# [EXERCISE TASKS]
a - Reproduce the passage of the "Zombieworld" review that runs from "The only half-snicker" up to and including "things like details.".
b - Write the next part of the "Zombieworld" review, picking up right after its final sentence.

# [SOURCE DOCUMENT]
'''

Following are additional items about “Zombieworld” that I wish I had known before pressing Play.  You wouldn’t be reading this review right now if I had, but I also wouldn’t have flushed 98 minutes down the toilet of forgettable entertainment, either.

“Zombieworld” is a zombie-themed anthology fancying itself as a horror-comedy showcasing the work of a baker’s dozen directors, an equal number of writers, and more actors than you can shake a severed limb at.  Don’t be fooled by the 2015 release year and copyright date, though.  Take a peek at IMDB while looking up the creators’ pedigrees and you will discover that seven of the movie’s eleven segments are previously released shorts with dates originally ranging between 2010 and 2012.  So instead of actually being a “new” movie, what this means is that someone scraped up material as much as five years old and stitched it together for a thrift store-style patchwork that looks and feels like the DIY effort of freshman filmmakers.

Somewhat tying the threads together as the film’s de facto Cryptkeeper is familiar face Bill Oberst Jr. playing a news anchor fighting the onset of infection during a zombie apocalypse, yet broadcasting TV segments in between shorts nonetheless.  Like “Zombieworld” as a whole, this “Zombie News” wraparound considers itself to be comedic, even though it most certainly is not.

The only half-snicker I could muster for the duration of the runtime was from the irony of the film misusing “effect” instead of “affect” while lampooning the perceived dimwittedness of the Kardashian clan in one of its two Kardashian-related jokes on the screen bottom news ticker.  A news ticker that repeats the same three or four sentences over the course of the entire film, despite broadcasting across a period of multiple days, I might add.  Then again, the day nine broadcast occurs before day seven’s, so no one behind the scenes appears concerned about things like details.

'''

# [INPUT DATA]
'''

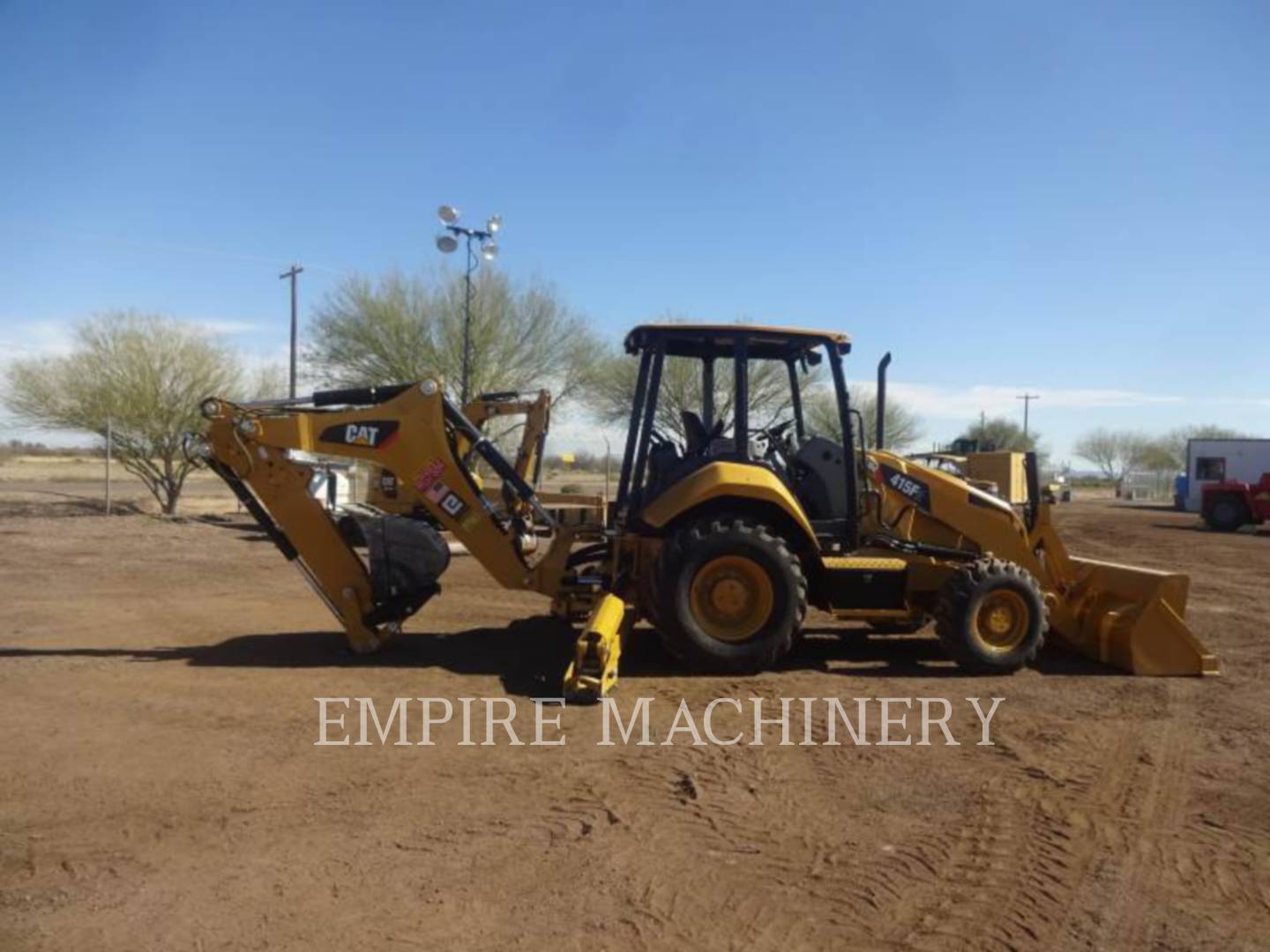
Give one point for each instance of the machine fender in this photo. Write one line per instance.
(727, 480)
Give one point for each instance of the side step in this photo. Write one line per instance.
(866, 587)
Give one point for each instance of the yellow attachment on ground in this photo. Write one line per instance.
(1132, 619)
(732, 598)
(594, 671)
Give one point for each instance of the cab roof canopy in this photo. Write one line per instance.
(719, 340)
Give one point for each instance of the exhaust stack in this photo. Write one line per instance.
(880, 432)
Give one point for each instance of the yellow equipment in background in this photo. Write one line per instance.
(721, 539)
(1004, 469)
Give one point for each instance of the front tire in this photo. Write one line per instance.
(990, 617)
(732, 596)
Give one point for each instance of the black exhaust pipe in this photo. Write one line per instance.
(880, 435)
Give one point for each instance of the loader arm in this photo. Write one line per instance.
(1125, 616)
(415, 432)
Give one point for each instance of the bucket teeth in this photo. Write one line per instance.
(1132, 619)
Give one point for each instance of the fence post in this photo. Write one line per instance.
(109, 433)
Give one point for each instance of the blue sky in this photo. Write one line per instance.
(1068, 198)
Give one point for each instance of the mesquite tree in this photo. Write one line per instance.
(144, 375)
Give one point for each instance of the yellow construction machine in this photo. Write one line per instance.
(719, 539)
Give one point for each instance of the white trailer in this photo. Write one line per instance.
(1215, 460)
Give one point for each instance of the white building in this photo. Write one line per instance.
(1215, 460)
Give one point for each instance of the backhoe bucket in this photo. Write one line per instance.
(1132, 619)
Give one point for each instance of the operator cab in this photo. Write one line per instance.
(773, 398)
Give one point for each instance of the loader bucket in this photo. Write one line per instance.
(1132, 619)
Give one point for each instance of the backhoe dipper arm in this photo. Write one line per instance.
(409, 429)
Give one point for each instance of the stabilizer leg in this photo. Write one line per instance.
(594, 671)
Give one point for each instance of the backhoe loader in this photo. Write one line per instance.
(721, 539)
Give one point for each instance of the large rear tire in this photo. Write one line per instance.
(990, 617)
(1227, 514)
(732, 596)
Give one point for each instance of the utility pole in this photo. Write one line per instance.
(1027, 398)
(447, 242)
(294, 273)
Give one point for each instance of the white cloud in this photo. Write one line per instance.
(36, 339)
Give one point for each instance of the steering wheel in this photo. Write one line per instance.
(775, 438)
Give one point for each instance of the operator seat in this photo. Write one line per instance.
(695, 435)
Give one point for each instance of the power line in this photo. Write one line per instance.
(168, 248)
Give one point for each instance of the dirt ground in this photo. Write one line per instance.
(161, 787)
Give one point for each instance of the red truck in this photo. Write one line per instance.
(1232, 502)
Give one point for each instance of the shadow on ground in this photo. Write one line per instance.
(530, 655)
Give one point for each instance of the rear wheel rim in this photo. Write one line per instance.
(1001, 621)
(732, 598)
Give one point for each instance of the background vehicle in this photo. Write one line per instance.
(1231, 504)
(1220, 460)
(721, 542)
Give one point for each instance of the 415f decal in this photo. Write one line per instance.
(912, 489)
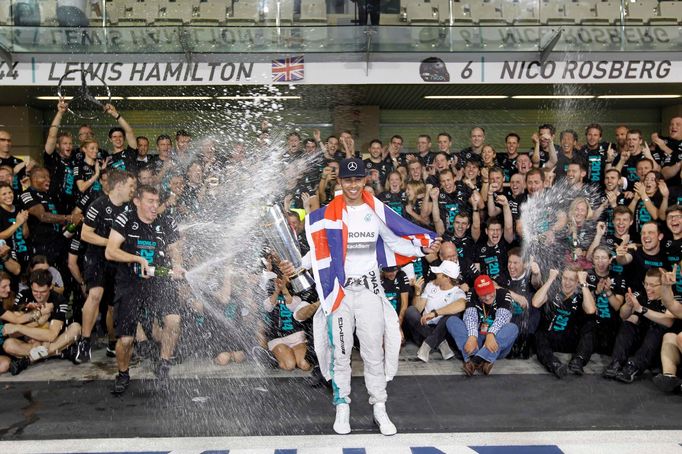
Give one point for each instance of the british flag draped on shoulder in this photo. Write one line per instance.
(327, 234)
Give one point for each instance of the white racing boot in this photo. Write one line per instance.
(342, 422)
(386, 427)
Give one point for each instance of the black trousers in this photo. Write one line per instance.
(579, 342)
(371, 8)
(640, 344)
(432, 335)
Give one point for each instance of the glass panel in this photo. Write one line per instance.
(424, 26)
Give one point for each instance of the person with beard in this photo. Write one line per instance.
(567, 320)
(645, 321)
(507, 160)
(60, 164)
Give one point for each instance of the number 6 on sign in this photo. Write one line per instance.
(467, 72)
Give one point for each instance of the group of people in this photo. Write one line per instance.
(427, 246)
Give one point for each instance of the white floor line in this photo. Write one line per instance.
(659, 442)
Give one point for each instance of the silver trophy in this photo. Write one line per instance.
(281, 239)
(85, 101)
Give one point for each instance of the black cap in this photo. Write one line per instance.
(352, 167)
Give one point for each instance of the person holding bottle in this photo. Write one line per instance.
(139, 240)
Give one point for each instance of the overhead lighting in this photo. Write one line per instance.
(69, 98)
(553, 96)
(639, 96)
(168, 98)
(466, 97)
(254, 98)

'''

# [TASK ANSWERS]
a -
The only half-snicker I could muster for the duration of the runtime was from the irony of the film misusing “effect” instead of “affect” while lampooning the perceived dimwittedness of the Kardashian clan in one of its two Kardashian-related jokes on the screen bottom news ticker.  A news ticker that repeats the same three or four sentences over the course of the entire film, despite broadcasting across a period of multiple days, I might add.  Then again, the day nine broadcast occurs before day seven’s, so no one behind the scenes appears concerned about things like details.

b -
“Zombieworld” tries wringing out laughs from a kindergarten-grade sense of humor.  The first segment, “Dark Times,” is apparently meant to be taken as funny because one of its frantic survivors is clad in a Santa suit, leading to witty lines like, “Santa, move your fat ass!”  The news anchor is similarly outfitted for ha-has, sporting an over-the-top obvious toupee and a Herb Tarlek plaid jacket.  Not funny enough for you?  How about a marijuana leaf accompanying the “Highest Definition” tagline on the news station logo?  Get it?  Highbrow hilarity at its finest.

The “Fist of Jesus” segment’s greatest offense isn’t trivializing the New Testament by parodying it as a humorous horror story, but by going on long after its gag of multiplying fish to battle Lazarus’ undead horde of Roman centurions and six-shooter cowboys loses its novelty.  This could have been an amusing five-minute short if it wasn’t 14 minutes long.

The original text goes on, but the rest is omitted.